Requirement
Repeat the data that follows verbatim. Images are not part of the copy.

Source information
[Start of section]

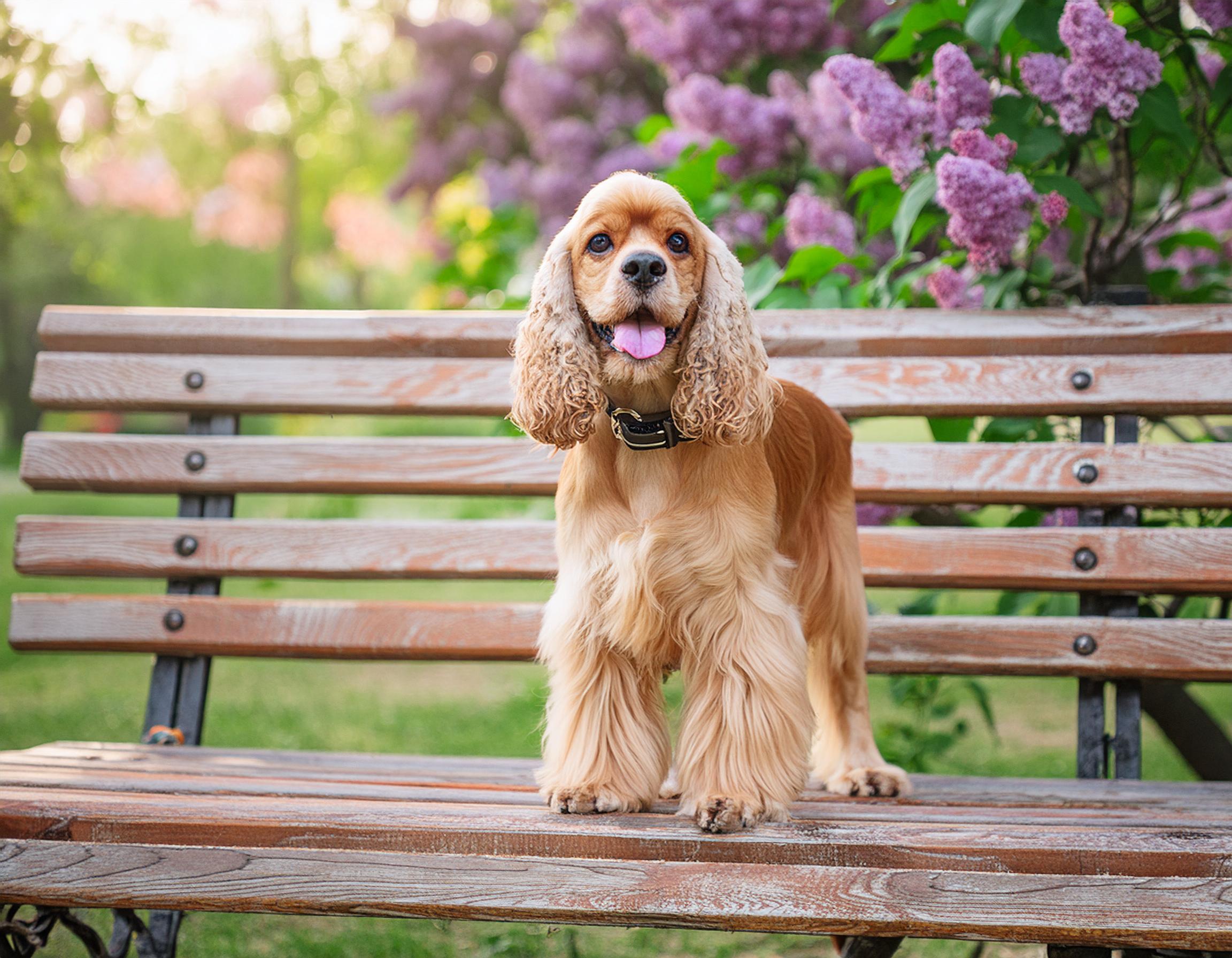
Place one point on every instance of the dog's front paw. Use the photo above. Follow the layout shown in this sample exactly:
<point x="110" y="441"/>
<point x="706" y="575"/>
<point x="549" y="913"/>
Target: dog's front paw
<point x="721" y="815"/>
<point x="881" y="780"/>
<point x="589" y="801"/>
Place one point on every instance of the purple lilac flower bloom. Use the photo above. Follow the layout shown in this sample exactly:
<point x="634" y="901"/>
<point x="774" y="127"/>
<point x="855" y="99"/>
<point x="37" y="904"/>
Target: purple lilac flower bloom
<point x="823" y="121"/>
<point x="877" y="514"/>
<point x="951" y="291"/>
<point x="964" y="98"/>
<point x="986" y="206"/>
<point x="882" y="115"/>
<point x="811" y="221"/>
<point x="1104" y="69"/>
<point x="1211" y="66"/>
<point x="1064" y="516"/>
<point x="1054" y="210"/>
<point x="741" y="226"/>
<point x="759" y="127"/>
<point x="712" y="36"/>
<point x="979" y="145"/>
<point x="1218" y="14"/>
<point x="1216" y="220"/>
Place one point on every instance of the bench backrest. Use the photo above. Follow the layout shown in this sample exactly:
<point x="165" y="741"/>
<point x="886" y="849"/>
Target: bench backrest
<point x="215" y="365"/>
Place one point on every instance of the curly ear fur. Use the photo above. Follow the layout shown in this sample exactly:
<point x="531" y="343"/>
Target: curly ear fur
<point x="726" y="396"/>
<point x="557" y="398"/>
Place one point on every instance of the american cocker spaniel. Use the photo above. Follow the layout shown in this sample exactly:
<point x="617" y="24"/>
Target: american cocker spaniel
<point x="705" y="522"/>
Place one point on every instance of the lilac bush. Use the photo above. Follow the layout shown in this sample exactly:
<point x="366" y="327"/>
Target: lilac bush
<point x="1067" y="147"/>
<point x="1104" y="69"/>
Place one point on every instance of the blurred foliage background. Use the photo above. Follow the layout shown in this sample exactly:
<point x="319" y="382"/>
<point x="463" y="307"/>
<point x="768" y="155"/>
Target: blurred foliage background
<point x="417" y="154"/>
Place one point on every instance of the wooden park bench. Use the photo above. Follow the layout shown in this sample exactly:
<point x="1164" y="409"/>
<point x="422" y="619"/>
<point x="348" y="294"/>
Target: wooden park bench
<point x="1095" y="862"/>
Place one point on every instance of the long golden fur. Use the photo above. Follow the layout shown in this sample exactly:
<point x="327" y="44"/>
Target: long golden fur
<point x="732" y="558"/>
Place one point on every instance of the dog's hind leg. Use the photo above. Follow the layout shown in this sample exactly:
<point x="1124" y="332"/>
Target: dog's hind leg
<point x="845" y="756"/>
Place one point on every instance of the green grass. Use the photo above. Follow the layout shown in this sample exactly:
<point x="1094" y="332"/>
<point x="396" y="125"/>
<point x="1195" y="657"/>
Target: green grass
<point x="436" y="708"/>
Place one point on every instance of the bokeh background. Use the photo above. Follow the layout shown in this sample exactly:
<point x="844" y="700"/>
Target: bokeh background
<point x="394" y="154"/>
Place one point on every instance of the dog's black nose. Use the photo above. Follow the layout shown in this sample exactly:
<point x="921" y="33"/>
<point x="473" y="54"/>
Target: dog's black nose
<point x="643" y="269"/>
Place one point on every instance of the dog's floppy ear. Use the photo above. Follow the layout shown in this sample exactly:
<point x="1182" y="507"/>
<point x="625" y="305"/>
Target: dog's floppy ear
<point x="726" y="397"/>
<point x="556" y="374"/>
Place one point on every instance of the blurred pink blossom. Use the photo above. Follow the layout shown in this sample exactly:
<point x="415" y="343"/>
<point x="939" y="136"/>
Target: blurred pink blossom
<point x="148" y="185"/>
<point x="245" y="211"/>
<point x="1054" y="210"/>
<point x="823" y="121"/>
<point x="951" y="291"/>
<point x="367" y="232"/>
<point x="987" y="207"/>
<point x="1104" y="69"/>
<point x="1218" y="14"/>
<point x="241" y="94"/>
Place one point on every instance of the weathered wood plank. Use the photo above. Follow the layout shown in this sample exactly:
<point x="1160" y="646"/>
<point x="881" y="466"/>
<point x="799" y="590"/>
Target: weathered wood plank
<point x="1079" y="330"/>
<point x="864" y="387"/>
<point x="273" y="770"/>
<point x="1176" y="913"/>
<point x="1155" y="559"/>
<point x="1036" y="473"/>
<point x="1183" y="650"/>
<point x="73" y="813"/>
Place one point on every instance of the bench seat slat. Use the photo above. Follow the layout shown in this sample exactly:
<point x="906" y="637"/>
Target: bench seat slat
<point x="1079" y="330"/>
<point x="1182" y="650"/>
<point x="328" y="772"/>
<point x="1130" y="910"/>
<point x="1035" y="473"/>
<point x="1134" y="559"/>
<point x="860" y="387"/>
<point x="1076" y="846"/>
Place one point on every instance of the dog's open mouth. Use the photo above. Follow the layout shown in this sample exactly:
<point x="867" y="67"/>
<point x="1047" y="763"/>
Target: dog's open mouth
<point x="641" y="335"/>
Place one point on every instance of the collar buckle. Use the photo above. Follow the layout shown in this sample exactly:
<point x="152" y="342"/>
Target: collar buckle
<point x="652" y="431"/>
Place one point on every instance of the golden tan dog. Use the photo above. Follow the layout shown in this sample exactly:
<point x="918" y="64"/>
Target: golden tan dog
<point x="731" y="555"/>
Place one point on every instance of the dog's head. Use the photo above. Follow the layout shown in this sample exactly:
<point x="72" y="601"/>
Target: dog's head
<point x="635" y="291"/>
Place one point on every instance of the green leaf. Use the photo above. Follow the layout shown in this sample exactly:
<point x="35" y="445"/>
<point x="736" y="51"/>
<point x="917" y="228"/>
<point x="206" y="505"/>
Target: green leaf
<point x="1193" y="238"/>
<point x="918" y="196"/>
<point x="951" y="429"/>
<point x="875" y="176"/>
<point x="1160" y="106"/>
<point x="1222" y="90"/>
<point x="826" y="297"/>
<point x="651" y="127"/>
<point x="1071" y="190"/>
<point x="785" y="297"/>
<point x="696" y="173"/>
<point x="1038" y="144"/>
<point x="998" y="286"/>
<point x="891" y="21"/>
<point x="759" y="279"/>
<point x="1038" y="21"/>
<point x="987" y="20"/>
<point x="810" y="264"/>
<point x="919" y="19"/>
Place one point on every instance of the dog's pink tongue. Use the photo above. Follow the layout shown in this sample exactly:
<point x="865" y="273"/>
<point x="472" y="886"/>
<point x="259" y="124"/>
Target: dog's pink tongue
<point x="640" y="340"/>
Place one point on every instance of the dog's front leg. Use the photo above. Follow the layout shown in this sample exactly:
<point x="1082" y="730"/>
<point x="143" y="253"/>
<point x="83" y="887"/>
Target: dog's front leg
<point x="743" y="753"/>
<point x="605" y="739"/>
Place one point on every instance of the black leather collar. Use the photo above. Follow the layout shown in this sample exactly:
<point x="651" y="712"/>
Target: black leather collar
<point x="653" y="431"/>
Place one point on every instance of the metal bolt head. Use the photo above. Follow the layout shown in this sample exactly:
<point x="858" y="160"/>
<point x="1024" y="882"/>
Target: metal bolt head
<point x="1085" y="472"/>
<point x="1085" y="559"/>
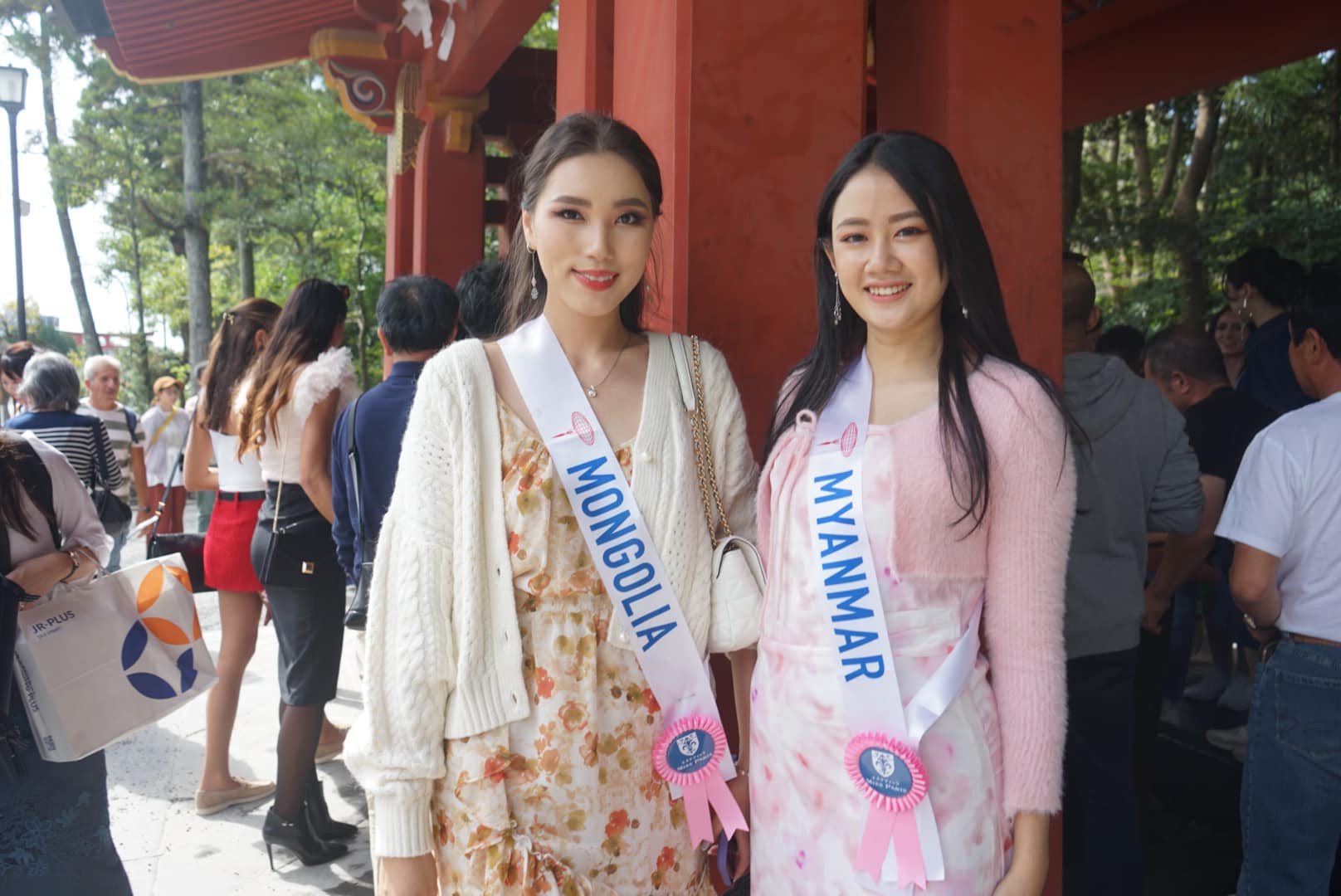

[End of section]

Reply to the task
Place one point on every instance of the dog's front paw. Use the photo above. Follow the layout shown in this sample exactly:
<point x="110" y="441"/>
<point x="706" y="575"/>
<point x="549" y="913"/>
Target: dog's front paw
<point x="721" y="815"/>
<point x="881" y="780"/>
<point x="589" y="801"/>
Place one point on every instance of the purple lilac flower bloom. Use the photo above. Follow the layout shown in this sample exactly:
<point x="634" y="901"/>
<point x="774" y="127"/>
<point x="855" y="99"/>
<point x="37" y="904"/>
Target: purple lilac flower bloom
<point x="823" y="121"/>
<point x="877" y="514"/>
<point x="951" y="291"/>
<point x="964" y="98"/>
<point x="986" y="206"/>
<point x="882" y="115"/>
<point x="811" y="221"/>
<point x="1104" y="69"/>
<point x="1211" y="66"/>
<point x="1064" y="516"/>
<point x="1054" y="210"/>
<point x="741" y="226"/>
<point x="759" y="127"/>
<point x="712" y="36"/>
<point x="979" y="145"/>
<point x="1218" y="14"/>
<point x="1216" y="220"/>
Place one point on every instance of the bench backrest. Use the photo above. Follow the layout shown in this sample exactly:
<point x="165" y="741"/>
<point x="886" y="849"/>
Target: bench backrest
<point x="215" y="365"/>
Place one point on every instance of the curly ear fur. Use the photo above. Follow the layout shown in this sample exactly:
<point x="531" y="343"/>
Target: curly ear fur
<point x="726" y="396"/>
<point x="557" y="398"/>
Place one point on every instance of the american cocker spaniel. Use the photo above. Follow the layout shown in this sample exactly:
<point x="617" y="24"/>
Target: american cocker spaniel
<point x="705" y="522"/>
Place one point on every instance of the lilac bush. Use the photo above. Follow the layout shown in this sample exactly:
<point x="366" y="327"/>
Target: lilac bush
<point x="1067" y="147"/>
<point x="1104" y="69"/>
Place one point on every instance of the blurred foliage background. Use the photo above. Follow the layout shown in this sample exactly:
<point x="319" y="382"/>
<point x="463" y="307"/>
<point x="768" y="155"/>
Target: blurred foliage background
<point x="417" y="154"/>
Place one point on every instance of the wooden park bench. Use the photo above. Follow the layout shown in this sample exactly:
<point x="1164" y="409"/>
<point x="422" y="619"/>
<point x="348" y="294"/>
Target: wooden park bench
<point x="1095" y="862"/>
Place one point on every instance of the long golden fur. Use the photo above. Follow the layout shown in this sample exactly:
<point x="327" y="44"/>
Target: long golden fur
<point x="732" y="558"/>
Place one point on every instance of the dog's hind leg. Use the photo above. Follow the layout shown in this sample exactly:
<point x="1124" y="332"/>
Target: dog's hind leg
<point x="845" y="756"/>
Place one point on every instance of the green grass. Use the photo above. Follow the layout shown in this sample exactly:
<point x="1094" y="332"/>
<point x="396" y="125"/>
<point x="1195" y="657"/>
Target: green grass
<point x="436" y="708"/>
Place one point on every instance of the bokeh background. Use the photo above. Follow the layout shown in this sample exactly:
<point x="844" y="700"/>
Target: bokeh background
<point x="394" y="154"/>
Place one point on every instance of the dog's black nose. Use the photo above. Follow the layout shown in this sample exactly:
<point x="921" y="33"/>
<point x="473" y="54"/>
Target: dog's black nose
<point x="643" y="269"/>
Place one point on every instance of the dog's floppy ear. Use the photo above. Follow the layout shown in this sample exactly:
<point x="1182" y="507"/>
<point x="625" y="305"/>
Target: dog's floppy ear
<point x="726" y="397"/>
<point x="556" y="374"/>
Place one point on every instance of the blurred pink blossom. Use the photo above. Follow the layout shown in this sample exactly:
<point x="415" y="343"/>
<point x="939" y="136"/>
Target: blurred pink blossom
<point x="148" y="185"/>
<point x="245" y="211"/>
<point x="1054" y="210"/>
<point x="823" y="121"/>
<point x="951" y="291"/>
<point x="367" y="232"/>
<point x="987" y="207"/>
<point x="1104" y="69"/>
<point x="1218" y="14"/>
<point x="241" y="94"/>
Place one point on every instance of the weathered wood plank. Use the photo above. Follow the layout shown in this sample exactly:
<point x="1160" y="646"/>
<point x="881" y="466"/>
<point x="799" y="590"/>
Target: weathered wood plank
<point x="1079" y="330"/>
<point x="864" y="387"/>
<point x="273" y="770"/>
<point x="1176" y="913"/>
<point x="1155" y="559"/>
<point x="1036" y="473"/>
<point x="1183" y="650"/>
<point x="73" y="813"/>
Place one point on every instance of the bench seat slat. Use the photo above. Follow the layout shown in this sample exactly:
<point x="906" y="637"/>
Target: bench seat slat
<point x="1079" y="330"/>
<point x="1182" y="650"/>
<point x="328" y="772"/>
<point x="1130" y="910"/>
<point x="1035" y="473"/>
<point x="1134" y="559"/>
<point x="860" y="387"/>
<point x="1076" y="846"/>
Place one point on every instance of the dog's open mouth. Use the photo above. Follow the layout shown in this sample exactly:
<point x="867" y="67"/>
<point x="1047" y="763"/>
Target: dog's open mouth
<point x="641" y="335"/>
Place one point on every instance of the collar buckle. Use the photo above. Follow the layout shown in this sample exactly:
<point x="152" y="342"/>
Target: collar buckle
<point x="652" y="431"/>
Place one point on every instance of the golden tan dog. Use the photo above. Follow the layout shown in this sample exactly:
<point x="918" y="64"/>
Target: golden tan dog
<point x="731" y="555"/>
Place one point on every instance of the dog's head. Use the photo above. Follow the layout shown in this sample exactly:
<point x="72" y="601"/>
Target: dog's head
<point x="635" y="291"/>
Place one point on every instance of the green leaf. Use the photo above. Follow the layout shown in this sample exactly:
<point x="35" y="445"/>
<point x="736" y="51"/>
<point x="917" y="228"/>
<point x="206" y="505"/>
Target: green leaf
<point x="1193" y="238"/>
<point x="918" y="196"/>
<point x="951" y="429"/>
<point x="875" y="176"/>
<point x="1160" y="106"/>
<point x="1222" y="90"/>
<point x="826" y="297"/>
<point x="651" y="127"/>
<point x="1071" y="190"/>
<point x="785" y="297"/>
<point x="696" y="173"/>
<point x="1038" y="144"/>
<point x="998" y="286"/>
<point x="891" y="21"/>
<point x="759" y="279"/>
<point x="1038" y="21"/>
<point x="987" y="20"/>
<point x="810" y="264"/>
<point x="919" y="19"/>
Place one point on every instance of the dog's pink tongue. Use the photo above. Follow the layout shown in this sample exactly:
<point x="865" y="273"/>
<point x="472" y="886"/>
<point x="259" y="124"/>
Target: dog's pink tongue
<point x="640" y="340"/>
Place one point on every instance of the dog's front leg. Use the photo above. Follow the layout shown in this sample exactly:
<point x="1082" y="730"/>
<point x="143" y="253"/>
<point x="83" y="887"/>
Target: dog's front leg
<point x="743" y="753"/>
<point x="605" y="739"/>
Place one point on every instance of the black leather collar. Use the photo above. Follow the layout shown in this sample exactly:
<point x="651" y="712"/>
Target: black leather collar
<point x="653" y="431"/>
Place one point on every instance of the metal bolt head. Use the photo above. Follow the layout shown in this sample exactly:
<point x="858" y="160"/>
<point x="1024" y="882"/>
Target: metal bolt head
<point x="1085" y="472"/>
<point x="1085" y="559"/>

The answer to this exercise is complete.